▶ _Data extract_
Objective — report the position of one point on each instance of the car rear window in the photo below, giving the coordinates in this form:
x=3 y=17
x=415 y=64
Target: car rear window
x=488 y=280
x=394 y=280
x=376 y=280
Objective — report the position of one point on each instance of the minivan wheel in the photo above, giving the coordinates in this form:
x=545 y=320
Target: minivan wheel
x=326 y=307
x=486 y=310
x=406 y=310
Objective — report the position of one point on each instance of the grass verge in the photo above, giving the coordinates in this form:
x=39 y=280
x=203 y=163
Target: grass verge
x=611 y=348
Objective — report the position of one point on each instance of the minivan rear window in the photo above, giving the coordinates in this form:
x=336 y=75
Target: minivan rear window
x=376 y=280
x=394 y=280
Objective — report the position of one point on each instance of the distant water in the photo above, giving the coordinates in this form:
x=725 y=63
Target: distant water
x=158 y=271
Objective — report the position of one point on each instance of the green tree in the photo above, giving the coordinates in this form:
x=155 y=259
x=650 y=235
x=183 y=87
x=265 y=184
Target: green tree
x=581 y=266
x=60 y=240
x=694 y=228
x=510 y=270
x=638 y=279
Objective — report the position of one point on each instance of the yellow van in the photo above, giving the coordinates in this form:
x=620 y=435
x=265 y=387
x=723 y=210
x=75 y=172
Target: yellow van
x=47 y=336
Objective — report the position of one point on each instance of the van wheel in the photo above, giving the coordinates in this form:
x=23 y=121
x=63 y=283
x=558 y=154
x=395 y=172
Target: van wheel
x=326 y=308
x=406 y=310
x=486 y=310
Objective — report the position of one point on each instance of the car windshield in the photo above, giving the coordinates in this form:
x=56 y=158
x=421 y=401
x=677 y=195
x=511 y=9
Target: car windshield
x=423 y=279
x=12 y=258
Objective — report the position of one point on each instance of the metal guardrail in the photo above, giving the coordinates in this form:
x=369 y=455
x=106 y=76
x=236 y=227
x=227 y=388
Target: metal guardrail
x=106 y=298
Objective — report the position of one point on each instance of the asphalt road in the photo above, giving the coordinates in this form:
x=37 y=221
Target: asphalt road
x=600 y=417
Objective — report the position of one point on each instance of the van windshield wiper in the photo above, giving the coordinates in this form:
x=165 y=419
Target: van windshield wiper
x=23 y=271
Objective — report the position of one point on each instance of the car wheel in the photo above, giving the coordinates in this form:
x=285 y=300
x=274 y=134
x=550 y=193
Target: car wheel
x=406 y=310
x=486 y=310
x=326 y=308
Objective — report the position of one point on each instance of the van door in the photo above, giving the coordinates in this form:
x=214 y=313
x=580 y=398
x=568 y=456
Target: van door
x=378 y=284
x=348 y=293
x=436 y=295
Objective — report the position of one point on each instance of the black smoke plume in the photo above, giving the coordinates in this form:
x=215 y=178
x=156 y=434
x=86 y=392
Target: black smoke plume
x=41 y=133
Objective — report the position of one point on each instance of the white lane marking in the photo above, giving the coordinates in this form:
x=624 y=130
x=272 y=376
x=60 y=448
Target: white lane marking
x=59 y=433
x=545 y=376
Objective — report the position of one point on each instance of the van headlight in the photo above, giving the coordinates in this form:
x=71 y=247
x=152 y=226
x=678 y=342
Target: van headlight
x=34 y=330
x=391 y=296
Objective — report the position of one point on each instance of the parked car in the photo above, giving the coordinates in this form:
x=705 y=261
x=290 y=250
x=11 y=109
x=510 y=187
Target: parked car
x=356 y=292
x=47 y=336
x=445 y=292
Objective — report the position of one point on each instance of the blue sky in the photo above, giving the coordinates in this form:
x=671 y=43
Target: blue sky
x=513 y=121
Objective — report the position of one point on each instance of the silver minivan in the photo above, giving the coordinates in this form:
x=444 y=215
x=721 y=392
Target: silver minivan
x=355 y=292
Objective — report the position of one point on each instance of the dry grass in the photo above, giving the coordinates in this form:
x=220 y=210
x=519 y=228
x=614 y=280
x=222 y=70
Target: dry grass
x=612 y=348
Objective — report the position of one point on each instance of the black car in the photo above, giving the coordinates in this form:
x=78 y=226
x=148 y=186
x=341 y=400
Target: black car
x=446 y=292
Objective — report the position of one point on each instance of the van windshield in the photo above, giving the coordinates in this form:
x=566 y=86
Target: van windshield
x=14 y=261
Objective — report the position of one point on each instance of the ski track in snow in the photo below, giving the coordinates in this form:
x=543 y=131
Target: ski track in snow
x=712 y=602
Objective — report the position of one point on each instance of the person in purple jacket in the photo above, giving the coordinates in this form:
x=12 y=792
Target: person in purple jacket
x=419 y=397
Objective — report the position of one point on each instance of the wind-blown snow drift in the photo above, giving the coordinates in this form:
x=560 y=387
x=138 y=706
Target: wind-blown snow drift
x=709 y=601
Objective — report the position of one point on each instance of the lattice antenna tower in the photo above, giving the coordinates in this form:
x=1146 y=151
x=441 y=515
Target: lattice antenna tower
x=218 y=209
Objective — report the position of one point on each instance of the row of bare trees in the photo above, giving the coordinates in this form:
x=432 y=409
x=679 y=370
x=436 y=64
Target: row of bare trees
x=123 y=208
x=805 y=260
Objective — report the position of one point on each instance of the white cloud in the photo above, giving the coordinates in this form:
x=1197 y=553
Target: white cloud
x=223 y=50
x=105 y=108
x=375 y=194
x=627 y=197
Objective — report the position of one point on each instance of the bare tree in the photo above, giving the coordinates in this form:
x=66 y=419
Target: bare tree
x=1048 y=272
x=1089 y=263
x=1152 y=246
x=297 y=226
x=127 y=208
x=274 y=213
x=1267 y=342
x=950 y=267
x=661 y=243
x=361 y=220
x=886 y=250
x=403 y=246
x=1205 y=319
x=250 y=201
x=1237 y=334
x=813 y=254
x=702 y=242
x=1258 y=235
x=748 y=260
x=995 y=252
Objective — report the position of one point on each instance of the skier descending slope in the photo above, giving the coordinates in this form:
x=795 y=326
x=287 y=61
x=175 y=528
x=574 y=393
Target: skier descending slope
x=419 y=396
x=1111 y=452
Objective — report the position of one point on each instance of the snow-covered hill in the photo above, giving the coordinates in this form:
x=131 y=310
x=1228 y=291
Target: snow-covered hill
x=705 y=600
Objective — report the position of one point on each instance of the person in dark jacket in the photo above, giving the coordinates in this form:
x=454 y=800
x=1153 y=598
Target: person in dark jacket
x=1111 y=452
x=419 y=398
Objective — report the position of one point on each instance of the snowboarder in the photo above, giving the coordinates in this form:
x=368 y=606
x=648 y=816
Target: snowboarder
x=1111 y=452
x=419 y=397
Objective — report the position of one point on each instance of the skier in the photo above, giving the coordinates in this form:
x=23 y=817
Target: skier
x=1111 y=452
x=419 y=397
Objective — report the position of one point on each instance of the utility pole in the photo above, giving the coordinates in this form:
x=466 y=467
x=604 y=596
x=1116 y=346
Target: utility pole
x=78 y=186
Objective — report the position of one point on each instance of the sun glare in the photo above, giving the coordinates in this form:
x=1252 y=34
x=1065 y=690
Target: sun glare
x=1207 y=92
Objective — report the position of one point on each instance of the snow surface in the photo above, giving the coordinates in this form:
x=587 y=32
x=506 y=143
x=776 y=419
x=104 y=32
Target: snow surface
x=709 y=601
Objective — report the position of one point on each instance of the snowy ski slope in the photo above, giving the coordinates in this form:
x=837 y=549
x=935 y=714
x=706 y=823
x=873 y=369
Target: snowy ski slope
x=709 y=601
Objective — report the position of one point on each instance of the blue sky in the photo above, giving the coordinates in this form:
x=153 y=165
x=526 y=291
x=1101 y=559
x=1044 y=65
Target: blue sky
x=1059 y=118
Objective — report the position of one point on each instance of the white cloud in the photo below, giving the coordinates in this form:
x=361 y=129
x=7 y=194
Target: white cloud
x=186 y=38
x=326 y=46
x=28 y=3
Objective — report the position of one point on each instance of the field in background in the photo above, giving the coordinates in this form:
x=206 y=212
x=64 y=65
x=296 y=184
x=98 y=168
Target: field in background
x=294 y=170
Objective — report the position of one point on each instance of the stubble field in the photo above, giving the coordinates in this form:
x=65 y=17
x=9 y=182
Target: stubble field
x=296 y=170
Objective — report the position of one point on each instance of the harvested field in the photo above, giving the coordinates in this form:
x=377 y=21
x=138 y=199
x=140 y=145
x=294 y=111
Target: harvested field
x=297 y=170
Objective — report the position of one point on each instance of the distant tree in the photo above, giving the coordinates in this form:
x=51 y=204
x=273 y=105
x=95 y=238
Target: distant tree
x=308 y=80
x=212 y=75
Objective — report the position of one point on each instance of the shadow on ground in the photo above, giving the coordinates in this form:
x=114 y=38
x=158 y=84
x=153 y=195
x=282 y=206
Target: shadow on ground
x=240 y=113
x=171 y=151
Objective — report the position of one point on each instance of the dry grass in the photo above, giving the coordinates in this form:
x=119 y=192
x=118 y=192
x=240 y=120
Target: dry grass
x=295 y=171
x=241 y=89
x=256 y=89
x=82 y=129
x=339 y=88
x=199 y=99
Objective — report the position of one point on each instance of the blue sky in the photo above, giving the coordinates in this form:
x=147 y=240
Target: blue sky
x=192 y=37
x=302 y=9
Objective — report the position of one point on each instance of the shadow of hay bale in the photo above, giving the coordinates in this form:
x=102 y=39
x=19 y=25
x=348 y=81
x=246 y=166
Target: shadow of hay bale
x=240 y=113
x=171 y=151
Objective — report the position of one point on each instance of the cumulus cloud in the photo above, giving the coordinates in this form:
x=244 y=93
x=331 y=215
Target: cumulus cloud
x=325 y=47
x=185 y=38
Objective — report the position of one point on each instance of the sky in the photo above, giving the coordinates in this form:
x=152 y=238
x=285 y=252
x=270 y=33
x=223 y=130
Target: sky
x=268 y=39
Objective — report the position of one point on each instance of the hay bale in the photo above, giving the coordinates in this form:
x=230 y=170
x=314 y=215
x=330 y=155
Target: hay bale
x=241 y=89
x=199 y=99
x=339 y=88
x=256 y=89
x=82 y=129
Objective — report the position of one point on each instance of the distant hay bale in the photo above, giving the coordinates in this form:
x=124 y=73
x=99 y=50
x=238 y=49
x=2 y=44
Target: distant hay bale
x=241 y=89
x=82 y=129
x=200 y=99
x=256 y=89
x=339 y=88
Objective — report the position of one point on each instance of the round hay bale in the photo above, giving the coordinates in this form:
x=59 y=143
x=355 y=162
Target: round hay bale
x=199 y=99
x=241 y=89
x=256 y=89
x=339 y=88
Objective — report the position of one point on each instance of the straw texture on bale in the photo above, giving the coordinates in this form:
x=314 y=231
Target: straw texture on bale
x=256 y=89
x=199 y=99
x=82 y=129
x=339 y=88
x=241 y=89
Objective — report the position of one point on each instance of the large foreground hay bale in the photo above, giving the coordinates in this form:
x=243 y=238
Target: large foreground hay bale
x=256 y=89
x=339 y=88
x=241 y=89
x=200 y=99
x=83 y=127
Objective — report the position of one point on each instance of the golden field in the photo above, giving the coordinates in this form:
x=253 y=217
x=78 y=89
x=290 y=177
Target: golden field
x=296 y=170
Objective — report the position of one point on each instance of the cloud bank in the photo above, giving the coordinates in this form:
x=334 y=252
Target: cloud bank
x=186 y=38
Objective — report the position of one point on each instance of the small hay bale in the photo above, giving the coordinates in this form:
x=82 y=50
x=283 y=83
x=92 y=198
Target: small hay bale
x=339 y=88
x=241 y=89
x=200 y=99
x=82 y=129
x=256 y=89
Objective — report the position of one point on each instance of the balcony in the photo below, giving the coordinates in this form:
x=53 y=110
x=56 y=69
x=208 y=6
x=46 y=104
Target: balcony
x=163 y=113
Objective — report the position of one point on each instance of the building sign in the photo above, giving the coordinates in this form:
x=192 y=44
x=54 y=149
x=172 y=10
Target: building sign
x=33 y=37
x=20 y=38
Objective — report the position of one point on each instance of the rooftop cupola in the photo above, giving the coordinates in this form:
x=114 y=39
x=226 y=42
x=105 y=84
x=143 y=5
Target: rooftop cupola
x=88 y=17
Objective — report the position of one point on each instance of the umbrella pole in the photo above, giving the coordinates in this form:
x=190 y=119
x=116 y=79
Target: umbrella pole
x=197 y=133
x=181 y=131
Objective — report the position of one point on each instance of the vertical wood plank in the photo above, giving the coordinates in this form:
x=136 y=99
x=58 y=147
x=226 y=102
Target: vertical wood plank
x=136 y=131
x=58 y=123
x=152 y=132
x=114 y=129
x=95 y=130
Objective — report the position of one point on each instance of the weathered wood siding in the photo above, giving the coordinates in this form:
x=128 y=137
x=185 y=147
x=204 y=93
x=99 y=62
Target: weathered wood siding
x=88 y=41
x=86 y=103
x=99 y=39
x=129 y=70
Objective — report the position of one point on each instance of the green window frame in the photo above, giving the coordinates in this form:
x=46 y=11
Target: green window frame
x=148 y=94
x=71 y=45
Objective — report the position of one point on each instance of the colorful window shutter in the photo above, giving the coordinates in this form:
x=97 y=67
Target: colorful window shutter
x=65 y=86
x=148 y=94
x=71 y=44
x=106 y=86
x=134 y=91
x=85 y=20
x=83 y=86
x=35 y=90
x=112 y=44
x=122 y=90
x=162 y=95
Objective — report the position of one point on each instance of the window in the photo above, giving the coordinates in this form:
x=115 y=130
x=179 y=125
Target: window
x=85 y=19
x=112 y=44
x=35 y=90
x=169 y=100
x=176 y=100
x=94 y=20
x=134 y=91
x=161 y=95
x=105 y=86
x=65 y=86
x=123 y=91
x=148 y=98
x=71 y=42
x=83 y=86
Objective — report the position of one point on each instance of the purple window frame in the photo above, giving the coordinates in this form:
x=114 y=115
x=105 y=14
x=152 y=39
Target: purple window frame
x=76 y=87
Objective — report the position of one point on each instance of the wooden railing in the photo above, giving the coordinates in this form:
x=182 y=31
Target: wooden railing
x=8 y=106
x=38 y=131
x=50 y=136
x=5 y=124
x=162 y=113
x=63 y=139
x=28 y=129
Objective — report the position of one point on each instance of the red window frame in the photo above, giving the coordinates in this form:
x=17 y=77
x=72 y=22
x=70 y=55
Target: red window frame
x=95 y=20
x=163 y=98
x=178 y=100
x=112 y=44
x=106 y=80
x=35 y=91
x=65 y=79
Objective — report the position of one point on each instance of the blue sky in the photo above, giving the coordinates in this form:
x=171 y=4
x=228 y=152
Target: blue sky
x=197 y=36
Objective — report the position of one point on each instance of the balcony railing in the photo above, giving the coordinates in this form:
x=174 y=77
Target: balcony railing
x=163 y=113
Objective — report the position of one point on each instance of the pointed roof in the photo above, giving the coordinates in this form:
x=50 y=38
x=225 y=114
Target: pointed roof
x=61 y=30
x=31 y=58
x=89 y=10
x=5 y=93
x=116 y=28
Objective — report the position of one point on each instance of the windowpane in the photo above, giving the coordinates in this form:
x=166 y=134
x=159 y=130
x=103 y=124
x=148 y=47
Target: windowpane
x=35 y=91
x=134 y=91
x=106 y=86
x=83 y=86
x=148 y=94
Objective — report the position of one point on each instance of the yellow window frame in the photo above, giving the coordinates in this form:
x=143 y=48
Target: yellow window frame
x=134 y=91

▶ _Work instructions_
The lines needed are the ones from the first line of the entries through the line that contains "x=369 y=455", given again without any change.

▶ _Result of the exercise_
Objective — report the position of one point on each instance of the car rear window in the photo below, giving the coordinates in this form:
x=3 y=17
x=415 y=64
Target: car rear window
x=488 y=280
x=394 y=280
x=376 y=280
Objective — report the position of one point on each instance of the minivan wheel in the photo above, giving the coordinates in this form:
x=545 y=320
Target: minivan wheel
x=326 y=307
x=486 y=310
x=406 y=310
Objective — report the position of one point on each instance of the grass verge in the photo above, giving the coordinates in this form:
x=39 y=280
x=203 y=163
Target: grass verge
x=611 y=348
Objective — report the position of one point on each instance of the minivan rear window in the photo above, giving the coordinates in this form:
x=336 y=75
Target: minivan rear window
x=376 y=280
x=394 y=280
Objective — report the position of one point on each instance of the distant water in the photo above, giving the coordinates in this form:
x=725 y=63
Target: distant water
x=158 y=271
Objective — report the position of one point on each instance of the green tree in the photo above, giving the coordinates in this form:
x=155 y=259
x=650 y=235
x=183 y=87
x=265 y=184
Target: green tree
x=581 y=266
x=60 y=240
x=694 y=228
x=510 y=270
x=638 y=279
Objective — report the position of one point on each instance of the yellow van in the photo above, giving the coordinates in this form:
x=620 y=435
x=265 y=387
x=723 y=210
x=75 y=172
Target: yellow van
x=47 y=336
Objective — report the position of one point on each instance of the van wheel in the photo above, giving the coordinates in this form:
x=23 y=121
x=63 y=283
x=558 y=154
x=395 y=172
Target: van wheel
x=326 y=308
x=406 y=310
x=486 y=310
Objective — report the position of one point on each instance of the car windshield in the photo above, giving the coordinates in this form:
x=56 y=158
x=421 y=401
x=677 y=195
x=511 y=9
Target: car windshield
x=423 y=279
x=12 y=258
Objective — report the position of one point on each instance of the metal guardrail in the photo above, giving the coordinates in this form:
x=369 y=455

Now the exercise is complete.